> **WORK REQUIRED**
Rescale the part of the entries that opens with the line containing "Locate every instance of the ground" and closes with the final entry, reproducing every line of it, requests included. Multiply each coordinate value in the answers by 0.25 and round it to a whole number, with halves rounding up. Leave the numbers in the requests unchanged.

> **DATA SECTION**
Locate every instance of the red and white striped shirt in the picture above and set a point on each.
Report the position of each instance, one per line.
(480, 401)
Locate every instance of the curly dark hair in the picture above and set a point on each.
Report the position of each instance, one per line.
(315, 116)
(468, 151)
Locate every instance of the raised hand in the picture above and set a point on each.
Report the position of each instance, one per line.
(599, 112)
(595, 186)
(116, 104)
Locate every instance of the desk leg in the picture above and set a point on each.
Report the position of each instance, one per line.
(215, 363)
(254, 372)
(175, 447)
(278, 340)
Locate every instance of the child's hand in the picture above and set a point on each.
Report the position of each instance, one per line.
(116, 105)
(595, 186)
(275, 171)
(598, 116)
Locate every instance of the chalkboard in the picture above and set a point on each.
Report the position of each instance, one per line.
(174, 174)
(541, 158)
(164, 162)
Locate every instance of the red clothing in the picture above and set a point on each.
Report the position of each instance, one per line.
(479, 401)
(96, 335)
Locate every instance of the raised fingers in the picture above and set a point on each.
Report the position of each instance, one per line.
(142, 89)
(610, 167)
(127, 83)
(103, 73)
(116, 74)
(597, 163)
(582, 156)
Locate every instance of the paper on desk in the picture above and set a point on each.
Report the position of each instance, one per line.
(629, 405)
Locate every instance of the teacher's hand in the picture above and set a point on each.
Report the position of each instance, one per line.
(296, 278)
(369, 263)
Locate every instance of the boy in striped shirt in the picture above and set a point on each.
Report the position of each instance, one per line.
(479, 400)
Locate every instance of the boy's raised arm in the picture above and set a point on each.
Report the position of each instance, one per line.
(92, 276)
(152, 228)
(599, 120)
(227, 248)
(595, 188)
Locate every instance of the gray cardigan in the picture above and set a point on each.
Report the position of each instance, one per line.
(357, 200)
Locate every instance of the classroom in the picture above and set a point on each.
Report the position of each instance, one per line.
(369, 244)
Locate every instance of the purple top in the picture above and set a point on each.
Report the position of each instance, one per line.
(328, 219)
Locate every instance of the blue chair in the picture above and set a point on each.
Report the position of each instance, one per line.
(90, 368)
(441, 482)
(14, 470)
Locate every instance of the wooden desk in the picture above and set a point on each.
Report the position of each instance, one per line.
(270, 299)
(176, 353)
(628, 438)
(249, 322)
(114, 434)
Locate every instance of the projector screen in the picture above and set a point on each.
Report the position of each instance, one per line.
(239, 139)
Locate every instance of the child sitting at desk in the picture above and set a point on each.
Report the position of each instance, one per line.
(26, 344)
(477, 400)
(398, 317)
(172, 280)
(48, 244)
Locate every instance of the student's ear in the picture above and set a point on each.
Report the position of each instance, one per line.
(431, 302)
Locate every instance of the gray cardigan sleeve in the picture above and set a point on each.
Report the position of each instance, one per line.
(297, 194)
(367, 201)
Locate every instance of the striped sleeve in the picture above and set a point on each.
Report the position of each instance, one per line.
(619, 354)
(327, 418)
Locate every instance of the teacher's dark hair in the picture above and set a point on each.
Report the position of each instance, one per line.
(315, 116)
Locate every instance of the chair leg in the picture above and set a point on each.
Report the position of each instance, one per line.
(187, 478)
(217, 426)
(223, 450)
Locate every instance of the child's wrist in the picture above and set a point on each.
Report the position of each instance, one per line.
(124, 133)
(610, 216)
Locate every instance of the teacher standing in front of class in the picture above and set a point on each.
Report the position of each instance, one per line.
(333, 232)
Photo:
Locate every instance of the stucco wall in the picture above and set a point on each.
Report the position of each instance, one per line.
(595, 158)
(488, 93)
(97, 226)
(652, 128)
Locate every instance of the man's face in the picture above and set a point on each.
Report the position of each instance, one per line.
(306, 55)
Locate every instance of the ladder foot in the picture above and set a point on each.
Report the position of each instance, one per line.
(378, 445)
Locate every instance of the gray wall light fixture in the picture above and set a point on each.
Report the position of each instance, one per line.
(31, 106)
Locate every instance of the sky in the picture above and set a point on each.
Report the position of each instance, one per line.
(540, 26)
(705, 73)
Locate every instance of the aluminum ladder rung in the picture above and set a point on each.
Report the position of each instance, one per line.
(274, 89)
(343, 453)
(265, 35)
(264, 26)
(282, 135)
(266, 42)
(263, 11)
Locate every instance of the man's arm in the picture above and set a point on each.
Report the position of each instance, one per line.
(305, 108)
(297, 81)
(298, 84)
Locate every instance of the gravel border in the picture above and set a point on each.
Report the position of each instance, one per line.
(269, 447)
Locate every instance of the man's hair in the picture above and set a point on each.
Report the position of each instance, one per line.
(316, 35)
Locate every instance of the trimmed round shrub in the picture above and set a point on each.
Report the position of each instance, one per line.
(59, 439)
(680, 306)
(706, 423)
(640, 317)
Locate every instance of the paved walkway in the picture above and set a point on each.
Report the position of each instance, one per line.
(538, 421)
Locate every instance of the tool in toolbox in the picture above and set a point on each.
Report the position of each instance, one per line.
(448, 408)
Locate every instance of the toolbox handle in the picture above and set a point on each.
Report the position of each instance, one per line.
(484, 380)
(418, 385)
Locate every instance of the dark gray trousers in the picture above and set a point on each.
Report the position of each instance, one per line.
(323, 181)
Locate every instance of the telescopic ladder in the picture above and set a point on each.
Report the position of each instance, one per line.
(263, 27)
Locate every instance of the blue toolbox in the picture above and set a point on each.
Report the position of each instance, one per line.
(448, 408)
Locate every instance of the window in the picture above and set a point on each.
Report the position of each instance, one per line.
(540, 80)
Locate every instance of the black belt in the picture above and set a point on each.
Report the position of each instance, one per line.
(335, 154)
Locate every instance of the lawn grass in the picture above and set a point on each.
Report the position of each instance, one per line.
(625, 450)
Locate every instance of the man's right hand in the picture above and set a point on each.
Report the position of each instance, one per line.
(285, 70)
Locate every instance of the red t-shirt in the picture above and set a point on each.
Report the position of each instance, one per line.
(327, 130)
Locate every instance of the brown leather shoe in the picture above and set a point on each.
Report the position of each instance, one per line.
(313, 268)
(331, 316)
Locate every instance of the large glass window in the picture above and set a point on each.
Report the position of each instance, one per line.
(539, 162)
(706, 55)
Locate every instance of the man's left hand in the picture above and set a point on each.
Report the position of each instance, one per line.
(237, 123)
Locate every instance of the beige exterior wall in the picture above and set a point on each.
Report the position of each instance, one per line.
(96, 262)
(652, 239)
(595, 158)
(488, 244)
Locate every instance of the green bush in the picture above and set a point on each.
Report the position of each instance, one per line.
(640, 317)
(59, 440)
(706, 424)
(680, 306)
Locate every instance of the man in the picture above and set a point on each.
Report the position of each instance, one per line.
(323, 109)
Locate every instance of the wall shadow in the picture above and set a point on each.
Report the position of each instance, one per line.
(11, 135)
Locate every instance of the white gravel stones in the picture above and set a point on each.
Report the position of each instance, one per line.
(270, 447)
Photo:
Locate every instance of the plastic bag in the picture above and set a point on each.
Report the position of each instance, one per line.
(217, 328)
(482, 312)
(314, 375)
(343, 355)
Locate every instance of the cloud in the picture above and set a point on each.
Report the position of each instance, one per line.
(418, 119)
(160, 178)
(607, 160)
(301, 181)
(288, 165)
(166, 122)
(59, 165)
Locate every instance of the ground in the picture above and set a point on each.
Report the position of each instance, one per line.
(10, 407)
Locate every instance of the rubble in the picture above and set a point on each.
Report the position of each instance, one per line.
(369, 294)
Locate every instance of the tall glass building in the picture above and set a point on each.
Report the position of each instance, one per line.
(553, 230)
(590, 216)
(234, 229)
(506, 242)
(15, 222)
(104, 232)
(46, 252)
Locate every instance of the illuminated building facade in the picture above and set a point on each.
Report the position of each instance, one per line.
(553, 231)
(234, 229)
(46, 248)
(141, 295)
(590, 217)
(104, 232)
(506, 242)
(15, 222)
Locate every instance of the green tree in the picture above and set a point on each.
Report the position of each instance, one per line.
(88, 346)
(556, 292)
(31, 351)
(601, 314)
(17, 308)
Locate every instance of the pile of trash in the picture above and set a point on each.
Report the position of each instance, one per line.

> **TASK OUTPUT**
Locate every instance of the ground in the picture above and set a point on each.
Report the position of each instance, one per line.
(3, 102)
Locate every instance of the rubble in the picture above and set a point on each.
Report the position of each instance, one per line.
(92, 74)
Locate every instance of the tall glass building in the picture above and set a point on each.
Report the position of each instance, one per line.
(138, 58)
(148, 54)
(59, 57)
(127, 61)
(4, 56)
(26, 58)
(12, 63)
Locate every instance of the illuminated building facade in the picture above and set a point on each.
Report the position of each instance, one per line.
(138, 58)
(59, 57)
(12, 62)
(35, 74)
(148, 54)
(26, 58)
(127, 61)
(4, 56)
Locate every instance of the green tree in the picture above and set a point on each.
Report the position of each instance, one per line.
(22, 87)
(139, 73)
(8, 88)
(150, 79)
(4, 77)
Locate every instance of the pile of trash in the picture above and set a point on each.
Report the position of each instance, one per line.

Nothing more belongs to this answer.